--- YOUR ASSIGNMENT ---
Would you copy out each line of the records below that includes the word "dark"?

--- PROVIDED DATA ---
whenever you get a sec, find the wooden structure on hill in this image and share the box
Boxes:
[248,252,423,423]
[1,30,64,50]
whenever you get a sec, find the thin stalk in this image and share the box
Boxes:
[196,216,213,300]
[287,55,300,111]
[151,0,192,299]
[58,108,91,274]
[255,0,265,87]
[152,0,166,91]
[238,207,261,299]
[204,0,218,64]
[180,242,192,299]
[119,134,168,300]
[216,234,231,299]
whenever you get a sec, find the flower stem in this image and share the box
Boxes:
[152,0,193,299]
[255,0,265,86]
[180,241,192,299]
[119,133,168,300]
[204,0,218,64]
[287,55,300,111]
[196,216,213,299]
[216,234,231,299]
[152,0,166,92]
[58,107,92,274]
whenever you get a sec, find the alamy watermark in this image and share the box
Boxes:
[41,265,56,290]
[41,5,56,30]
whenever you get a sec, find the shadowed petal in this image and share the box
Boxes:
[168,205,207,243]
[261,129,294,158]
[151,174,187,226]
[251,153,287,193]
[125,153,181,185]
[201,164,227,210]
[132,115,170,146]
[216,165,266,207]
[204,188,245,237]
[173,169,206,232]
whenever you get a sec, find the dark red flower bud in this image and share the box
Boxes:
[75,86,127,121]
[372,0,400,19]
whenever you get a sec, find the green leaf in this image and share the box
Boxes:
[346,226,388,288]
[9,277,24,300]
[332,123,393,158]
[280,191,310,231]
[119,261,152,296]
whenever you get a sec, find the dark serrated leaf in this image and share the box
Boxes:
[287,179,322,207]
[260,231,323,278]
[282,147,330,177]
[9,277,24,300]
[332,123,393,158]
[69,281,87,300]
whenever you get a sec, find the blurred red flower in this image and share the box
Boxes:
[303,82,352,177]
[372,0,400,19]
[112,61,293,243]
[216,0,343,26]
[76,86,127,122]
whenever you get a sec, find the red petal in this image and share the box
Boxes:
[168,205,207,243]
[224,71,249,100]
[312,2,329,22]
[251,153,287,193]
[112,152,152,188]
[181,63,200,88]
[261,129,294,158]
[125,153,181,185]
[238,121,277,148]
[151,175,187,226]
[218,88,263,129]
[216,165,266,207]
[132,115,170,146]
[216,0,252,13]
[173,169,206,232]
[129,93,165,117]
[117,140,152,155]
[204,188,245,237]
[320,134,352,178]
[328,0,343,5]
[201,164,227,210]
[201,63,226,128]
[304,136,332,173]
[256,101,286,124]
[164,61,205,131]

--- EXPECTED ANSWER ---
whenever you get a sec, find the dark red flower bud in this image and share the box
whenever you get a sec, find the dark serrated leaf in this image and share the box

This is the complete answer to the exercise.